■ EXERCISE DIRECTIONS ■
From the rabies scare text below, copy every sentence that begins with "And" or "But".

■ TEXT SEGMENT ■

I tried to forget about it, and saw him like usual that weekend. 



Then, last week, Boyfriend found a bite on his leg. A bite that did not belong to his puppy.



So yes, Boyfriend finally went to the hospital. And got six shots. He got shots for his puppy, too. 

He and I have been googling rabies nonstop, and are both a wealth of information on the topic. 





(Yes, that sad Scrubs episode with Dr Cox having a breakdown was based on a true case!)




So that's how I became convinced I got rabies too. Even though there's never been a case of rabies through human kissing. Still. I've always felt that I was meant for greatness.


I made Boyfriend ask the doctor during his next visit, and she said she "thinks" that if he didn't have any symptoms, I was fine. TBH, "thinking" something is not the type of language that inspires confidence in me. But Boyfriend is fine. And I'm probably also fine.

■ EXTRACTED MATERIAL ■
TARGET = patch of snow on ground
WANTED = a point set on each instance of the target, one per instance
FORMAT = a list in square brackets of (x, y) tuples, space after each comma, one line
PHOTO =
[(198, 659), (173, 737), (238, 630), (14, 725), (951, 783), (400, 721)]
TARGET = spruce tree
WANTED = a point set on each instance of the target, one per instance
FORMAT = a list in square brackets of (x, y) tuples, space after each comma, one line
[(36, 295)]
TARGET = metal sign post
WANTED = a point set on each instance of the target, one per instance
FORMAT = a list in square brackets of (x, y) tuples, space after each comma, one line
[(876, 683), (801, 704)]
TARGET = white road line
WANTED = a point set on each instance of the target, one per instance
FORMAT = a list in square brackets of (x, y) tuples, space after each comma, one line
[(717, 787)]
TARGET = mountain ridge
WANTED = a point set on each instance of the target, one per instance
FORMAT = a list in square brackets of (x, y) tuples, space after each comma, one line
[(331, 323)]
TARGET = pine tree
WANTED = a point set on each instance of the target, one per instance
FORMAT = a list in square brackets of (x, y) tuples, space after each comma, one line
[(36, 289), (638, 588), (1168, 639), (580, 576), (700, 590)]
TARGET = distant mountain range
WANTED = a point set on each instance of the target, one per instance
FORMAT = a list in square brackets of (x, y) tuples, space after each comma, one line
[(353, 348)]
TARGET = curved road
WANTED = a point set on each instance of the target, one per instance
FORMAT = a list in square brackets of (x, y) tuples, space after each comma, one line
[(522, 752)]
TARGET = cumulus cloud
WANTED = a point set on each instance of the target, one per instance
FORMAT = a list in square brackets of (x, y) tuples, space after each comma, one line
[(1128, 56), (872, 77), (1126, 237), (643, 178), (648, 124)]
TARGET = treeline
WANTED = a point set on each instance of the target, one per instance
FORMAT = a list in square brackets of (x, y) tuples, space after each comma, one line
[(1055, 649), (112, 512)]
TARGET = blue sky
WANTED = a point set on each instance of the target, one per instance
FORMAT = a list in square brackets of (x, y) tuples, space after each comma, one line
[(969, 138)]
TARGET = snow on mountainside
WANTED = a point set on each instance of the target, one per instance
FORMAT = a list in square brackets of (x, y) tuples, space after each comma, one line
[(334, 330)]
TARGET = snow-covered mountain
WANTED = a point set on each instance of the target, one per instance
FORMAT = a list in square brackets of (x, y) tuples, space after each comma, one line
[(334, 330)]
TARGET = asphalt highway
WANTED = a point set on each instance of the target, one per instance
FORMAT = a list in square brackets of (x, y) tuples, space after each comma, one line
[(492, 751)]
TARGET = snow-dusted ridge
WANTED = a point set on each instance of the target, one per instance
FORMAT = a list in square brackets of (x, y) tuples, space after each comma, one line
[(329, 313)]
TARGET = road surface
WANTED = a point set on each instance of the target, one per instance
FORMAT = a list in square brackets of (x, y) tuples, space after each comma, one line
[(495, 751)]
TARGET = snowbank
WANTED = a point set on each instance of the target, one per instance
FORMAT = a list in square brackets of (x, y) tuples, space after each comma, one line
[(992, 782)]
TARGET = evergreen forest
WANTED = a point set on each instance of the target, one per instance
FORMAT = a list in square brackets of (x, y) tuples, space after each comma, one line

■ WRITTEN ANSWER ■
And got six shots.
But Boyfriend is fine.
And I'm probably also fine.